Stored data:

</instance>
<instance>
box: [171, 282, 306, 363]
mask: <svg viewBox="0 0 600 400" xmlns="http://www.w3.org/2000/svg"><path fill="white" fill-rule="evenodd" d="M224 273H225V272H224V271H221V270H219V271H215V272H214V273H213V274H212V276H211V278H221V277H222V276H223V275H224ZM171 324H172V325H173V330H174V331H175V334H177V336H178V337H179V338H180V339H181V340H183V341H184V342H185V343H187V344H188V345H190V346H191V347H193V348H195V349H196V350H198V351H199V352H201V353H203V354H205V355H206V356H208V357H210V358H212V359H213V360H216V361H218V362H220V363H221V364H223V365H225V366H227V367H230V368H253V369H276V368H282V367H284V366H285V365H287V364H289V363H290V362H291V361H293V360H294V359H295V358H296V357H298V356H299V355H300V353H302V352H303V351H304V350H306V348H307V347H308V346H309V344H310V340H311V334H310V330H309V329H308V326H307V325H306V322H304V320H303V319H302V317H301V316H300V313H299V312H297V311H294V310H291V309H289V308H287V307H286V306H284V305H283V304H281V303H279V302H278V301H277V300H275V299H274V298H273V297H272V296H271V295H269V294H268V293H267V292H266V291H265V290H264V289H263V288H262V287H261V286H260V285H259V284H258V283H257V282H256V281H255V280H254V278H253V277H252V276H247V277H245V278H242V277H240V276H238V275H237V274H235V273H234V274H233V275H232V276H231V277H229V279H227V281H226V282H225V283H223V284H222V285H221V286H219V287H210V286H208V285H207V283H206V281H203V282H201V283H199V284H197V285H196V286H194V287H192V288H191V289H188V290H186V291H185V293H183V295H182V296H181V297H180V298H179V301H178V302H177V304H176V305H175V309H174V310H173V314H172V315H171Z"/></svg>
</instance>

**Task to carry out**
The data above should be output exactly, with each line intact.

**Response box**
</instance>
<instance>
box: [171, 282, 306, 363]
mask: <svg viewBox="0 0 600 400" xmlns="http://www.w3.org/2000/svg"><path fill="white" fill-rule="evenodd" d="M224 273H225V272H224V271H221V270H219V271H215V272H214V273H213V274H212V276H211V278H221V277H222V276H223V275H224ZM171 324H172V325H173V330H174V331H175V334H177V336H178V337H179V338H180V339H181V340H183V341H184V342H185V343H187V344H188V345H190V346H191V347H193V348H195V349H196V350H198V351H199V352H201V353H203V354H205V355H206V356H208V357H210V358H212V359H213V360H216V361H218V362H220V363H221V364H223V365H225V366H227V367H230V368H253V369H276V368H282V367H284V366H285V365H287V364H289V363H290V362H291V361H293V360H294V359H295V358H296V357H298V356H299V355H300V353H302V352H303V351H304V350H306V348H307V347H308V346H309V344H310V340H311V334H310V330H309V329H308V326H307V325H306V322H304V320H303V319H302V317H301V316H300V313H299V312H297V311H294V310H291V309H289V308H287V307H286V306H284V305H283V304H281V303H279V302H278V301H277V300H275V299H274V298H273V297H272V296H271V295H269V294H268V293H267V292H266V291H265V290H264V289H263V288H262V287H261V286H260V285H259V284H258V283H257V282H256V281H255V280H254V278H253V277H252V276H247V277H245V278H242V277H240V276H238V275H237V274H235V273H234V274H233V275H232V276H231V277H229V279H227V281H226V282H225V283H223V284H222V285H221V286H219V287H210V286H208V285H207V283H206V281H203V282H201V283H199V284H197V285H196V286H194V287H192V288H191V289H188V290H186V291H185V293H183V295H182V296H181V297H180V298H179V301H178V302H177V304H176V305H175V309H174V310H173V314H172V315H171Z"/></svg>
</instance>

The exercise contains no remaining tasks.